Exercise instructions :: The answer must consist of every record below, reproduced exactly.
━━ Source data ━━
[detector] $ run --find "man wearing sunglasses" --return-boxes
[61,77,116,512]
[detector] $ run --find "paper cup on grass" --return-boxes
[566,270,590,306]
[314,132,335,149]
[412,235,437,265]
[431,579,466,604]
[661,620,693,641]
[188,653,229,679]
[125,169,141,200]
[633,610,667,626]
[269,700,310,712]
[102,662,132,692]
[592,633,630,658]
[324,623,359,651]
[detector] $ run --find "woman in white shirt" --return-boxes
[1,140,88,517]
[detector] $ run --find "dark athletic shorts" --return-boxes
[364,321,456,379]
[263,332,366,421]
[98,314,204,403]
━━━
Task result ::
[detector] $ run --find "man wearing sunglasses" --return-boxes
[61,77,116,512]
[detector] $ run --find "paper cup on grass" --return-boxes
[566,270,590,306]
[314,132,335,149]
[412,235,437,265]
[431,579,466,604]
[661,620,693,641]
[188,653,229,679]
[125,169,141,200]
[633,610,667,626]
[269,700,310,712]
[102,662,132,692]
[592,633,630,658]
[324,623,359,651]
[detector] $ run --find "woman in white shirt" --return-boxes
[1,140,88,517]
[detector] $ run --find "dark athletic shorts" --return-boxes
[364,321,456,379]
[263,332,366,421]
[98,314,204,403]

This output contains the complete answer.